[ENUNCIADO]:
Prossiga o texto sobre a origem dos bens da Casa de Bragança a partir da última frase apresentada.

Pode El-Rei D. Manuel pagar a divida que se liquidar, dentro de um prazo razoavel, sem reduzir os recursos que lhe provirão da dotação que o Parlamento lhe vae votar?

Só com os rendimentos da Casa de Bragança El-Rei pode fazer face aos encargos que vae contrahir.

E preciso, porem, saber se se pode ou não dispor d'elles.

Pode, e a demonstração é simples.

A Casa de Bragança foi fundada por D. João I e pelo Condestavel Nuno Alvares Pereira, com os dotes para o casamento de D. Affonso, filho legitimado do Rei, com D. Brites Pereira, filha do vencedor de Valverde e de Aljubarrota.

O braço de Nuno Alvares fôra precioso para a defesa do reino e para a manutenção da Corôa no Mestre de Avis, mas, em troca, recebeu largas concessões de terras e villas, o que a muita gente fez suppor que o que dera em dote á sua ilha parecia saído dos haveres da Corôa.

Não é assim.

Muitos dos bens da Casa de Bragança eram da mulher de Nuno Alvares, D. Leonor Alvira, Entre Douro e Minho.

Na escritura de casamento, feita em Friellas no anno de Christo de 1401, ficou claramente accentuado que o Condestavel entrasse no dote com o que era seu: as minhas quintas da Carvalhosa, Covas, Canedo, Seraes, Grodinhaes, Sanfins e Temperam; os casaes de Bustello, as quintas de Moreira.

O Rei D. João fez algumas doações a seu filho, mas não constituiram o essencial da Casa de Bragança.

Em 1540 ainda veio juntar-se-lhe um novo morgadio feito por D. Theodosio I, em bens de Chaves, Bragança, casaes de Barroso, quinta de Ponte de Lima, património de Barcellos, herdades de Portei e de Alter do Chão, e mais tarde vem juntar-se-lhe ainda a Capella dos Castros, morgadio de D. Catarina, em que figuram as herdades de Villa Fernando, Villa Viçosa, Villa Boim, Evora Monte, Monsaraz e Portei.

[REGISTOS GUARDADOS]:
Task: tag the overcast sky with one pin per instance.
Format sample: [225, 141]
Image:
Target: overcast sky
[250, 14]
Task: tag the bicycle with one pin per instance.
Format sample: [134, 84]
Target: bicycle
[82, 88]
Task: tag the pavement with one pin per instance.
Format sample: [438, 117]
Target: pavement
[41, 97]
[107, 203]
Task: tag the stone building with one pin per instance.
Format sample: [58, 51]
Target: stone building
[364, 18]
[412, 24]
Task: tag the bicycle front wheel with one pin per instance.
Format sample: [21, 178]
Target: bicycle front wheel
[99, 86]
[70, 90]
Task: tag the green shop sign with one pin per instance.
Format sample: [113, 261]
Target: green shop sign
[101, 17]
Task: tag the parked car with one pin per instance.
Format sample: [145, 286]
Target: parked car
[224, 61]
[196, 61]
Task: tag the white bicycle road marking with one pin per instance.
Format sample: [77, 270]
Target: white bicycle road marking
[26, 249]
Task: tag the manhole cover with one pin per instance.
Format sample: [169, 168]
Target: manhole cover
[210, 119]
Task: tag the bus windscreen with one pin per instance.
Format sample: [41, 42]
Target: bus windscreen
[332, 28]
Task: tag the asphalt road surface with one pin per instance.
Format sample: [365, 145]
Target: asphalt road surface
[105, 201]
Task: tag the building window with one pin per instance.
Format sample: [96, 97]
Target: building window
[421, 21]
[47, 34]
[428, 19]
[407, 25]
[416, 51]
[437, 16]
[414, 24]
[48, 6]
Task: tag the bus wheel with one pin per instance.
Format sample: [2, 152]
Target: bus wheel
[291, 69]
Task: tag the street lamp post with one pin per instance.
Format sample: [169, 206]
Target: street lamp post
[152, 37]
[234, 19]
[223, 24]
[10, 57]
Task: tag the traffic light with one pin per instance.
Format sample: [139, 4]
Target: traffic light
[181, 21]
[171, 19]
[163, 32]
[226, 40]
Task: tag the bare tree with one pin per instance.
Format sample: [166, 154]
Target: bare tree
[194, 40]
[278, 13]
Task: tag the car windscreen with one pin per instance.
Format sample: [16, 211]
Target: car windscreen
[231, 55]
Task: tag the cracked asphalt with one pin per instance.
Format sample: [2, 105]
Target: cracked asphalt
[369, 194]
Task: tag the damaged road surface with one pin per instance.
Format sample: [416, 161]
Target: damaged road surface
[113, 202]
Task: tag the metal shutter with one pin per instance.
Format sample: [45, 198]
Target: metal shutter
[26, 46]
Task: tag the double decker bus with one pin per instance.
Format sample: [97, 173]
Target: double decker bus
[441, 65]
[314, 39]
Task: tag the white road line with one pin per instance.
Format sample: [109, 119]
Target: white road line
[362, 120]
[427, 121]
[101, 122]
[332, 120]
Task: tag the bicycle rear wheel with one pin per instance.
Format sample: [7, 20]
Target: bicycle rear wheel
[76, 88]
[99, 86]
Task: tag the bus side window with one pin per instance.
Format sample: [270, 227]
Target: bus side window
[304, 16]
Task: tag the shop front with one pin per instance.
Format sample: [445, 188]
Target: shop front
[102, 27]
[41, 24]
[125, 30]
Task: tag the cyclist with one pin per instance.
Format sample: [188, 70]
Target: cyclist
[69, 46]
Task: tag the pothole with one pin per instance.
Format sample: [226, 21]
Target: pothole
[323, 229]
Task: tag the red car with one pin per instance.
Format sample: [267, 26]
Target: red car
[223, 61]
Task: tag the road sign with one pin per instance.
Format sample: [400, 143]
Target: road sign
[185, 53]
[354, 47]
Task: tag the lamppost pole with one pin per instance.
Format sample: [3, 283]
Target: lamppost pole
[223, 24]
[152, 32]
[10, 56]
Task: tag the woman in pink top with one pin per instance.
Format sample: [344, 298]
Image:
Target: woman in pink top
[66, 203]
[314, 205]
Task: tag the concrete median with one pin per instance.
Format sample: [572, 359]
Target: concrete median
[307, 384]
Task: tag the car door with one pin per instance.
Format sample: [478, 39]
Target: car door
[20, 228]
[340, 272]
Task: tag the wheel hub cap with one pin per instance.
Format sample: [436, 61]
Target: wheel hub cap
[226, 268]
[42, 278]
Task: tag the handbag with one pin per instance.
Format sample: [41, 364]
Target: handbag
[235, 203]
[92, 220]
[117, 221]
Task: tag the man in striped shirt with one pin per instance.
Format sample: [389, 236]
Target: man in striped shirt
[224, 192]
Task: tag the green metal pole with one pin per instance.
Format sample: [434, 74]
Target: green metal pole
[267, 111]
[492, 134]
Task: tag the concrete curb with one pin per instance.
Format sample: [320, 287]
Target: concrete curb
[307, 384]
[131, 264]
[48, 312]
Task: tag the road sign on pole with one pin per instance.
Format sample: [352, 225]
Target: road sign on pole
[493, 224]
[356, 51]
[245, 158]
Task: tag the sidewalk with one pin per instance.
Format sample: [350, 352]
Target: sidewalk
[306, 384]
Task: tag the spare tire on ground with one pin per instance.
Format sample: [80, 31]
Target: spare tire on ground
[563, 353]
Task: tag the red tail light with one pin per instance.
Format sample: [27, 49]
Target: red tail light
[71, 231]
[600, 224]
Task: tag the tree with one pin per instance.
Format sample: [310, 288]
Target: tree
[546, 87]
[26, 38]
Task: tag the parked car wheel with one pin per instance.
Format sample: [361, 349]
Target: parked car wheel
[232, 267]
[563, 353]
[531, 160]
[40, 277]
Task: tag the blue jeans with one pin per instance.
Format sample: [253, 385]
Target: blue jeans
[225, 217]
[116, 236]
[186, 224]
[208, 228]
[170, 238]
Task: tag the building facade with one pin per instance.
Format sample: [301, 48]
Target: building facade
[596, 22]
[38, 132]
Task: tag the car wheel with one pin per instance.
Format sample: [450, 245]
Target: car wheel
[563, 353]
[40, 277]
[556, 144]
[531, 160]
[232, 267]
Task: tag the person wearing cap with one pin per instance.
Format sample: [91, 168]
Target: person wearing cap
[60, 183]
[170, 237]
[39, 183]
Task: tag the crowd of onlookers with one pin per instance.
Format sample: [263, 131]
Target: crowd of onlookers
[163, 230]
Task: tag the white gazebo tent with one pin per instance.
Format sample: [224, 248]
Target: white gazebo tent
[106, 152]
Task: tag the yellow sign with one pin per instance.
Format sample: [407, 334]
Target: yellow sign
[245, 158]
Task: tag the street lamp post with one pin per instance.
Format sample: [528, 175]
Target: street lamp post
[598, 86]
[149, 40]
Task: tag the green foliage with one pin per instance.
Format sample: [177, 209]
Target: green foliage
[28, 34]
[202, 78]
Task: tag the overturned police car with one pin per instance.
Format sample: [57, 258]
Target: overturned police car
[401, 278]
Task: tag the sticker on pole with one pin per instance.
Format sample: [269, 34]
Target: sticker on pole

[EXERCÍCIO RESOLVIDO]:
A Casa ainda foi aumentada com compras valiosas, entre as quaes figuram a herdade de Bertiando e o Cabido de S. Tiago de Galliza.

Quasi tudo quanto possuia na provincia de Trás-os-Montes, e mesmo em Bragança,- a Casa de Bragança deixou perder.

Lá existe o solar da Casa em ruinas, e alguns foros bem insignificantes.

Caído o dominio de Castella, em 1640, as Côrtes reunidas em Lisboa em 1641 votaram a conservação da Casa de Bragança, que o Rei D. João IV acceitou, com as seguintes ponderações, que são de capital importancia para se conhecer a natureza civil da mesma Casa:

1.° Que os Reis seus predecessores não tinham destinado património particular aos seus primogenitos, como em outros reinos se praticava;

2.° Que era seu desejo conservar a memoria d'esta Casa, tão digna de recordações tão gloriosas, perpetuando a sua conservação;

3.° Que não tinha, porem, então, cabedal para fazer patrimonio aos Principes successores da Corôa. Ponderada esta conservação, ordenava:

«que o Principe D. Theodosio, seu filho, e os primogenitos dos Reis, seus successores, tivessem o titulo de Principe do Brasil e Duques de Bragança, e para melhor os poderem sustentar, governassem a Serenissima Casa logo que tivessem casa; e emquanto Principes e antes de terem casa, ou emquanto faltasse Principe, governassem Reis, mas com divisão de Ministros».

Foi uma verdadeira cessão que o Rei D. João IV, seu legitimo e incontestado Senhor, fez, a qual ficou pertencendo aos Principes herdeiros do Throno, mas provisoriamente aos Reis, emquanto não houver Principe ou este não tiver casa.

E, pois, a Casa de Bragança propriedade inteiramente particular, da qual o Senhor D. Manuel é usufrutuario, até que haja Principe herdeiro e que tenha casa.

Tudo o Rei D. João IV regulou na carta-patente, de 27 de outubro de 1645.

Vem a lei de 19 de maio de 1863, que extinguiu os morgadios, mas que assim dispôs:

O apanagio do Principe Real, successor á Corôa, constituido em bens da Casa de Bragança, pela carta-patente de 29 de outubro de 1645, continuará a subsistir com as condições especiaes estabelecidas na mesma carta-patente.

E, pois, um morgadio o da Casa de Bragança, reconhecido nas leis; é propriedade de caracter particular, de cujos rendimentos El-Rei D, Manuel, até haver Principe herdeiro, com casa sua, usufruirá, podendo d'elles dispor livremente. (Apoiados).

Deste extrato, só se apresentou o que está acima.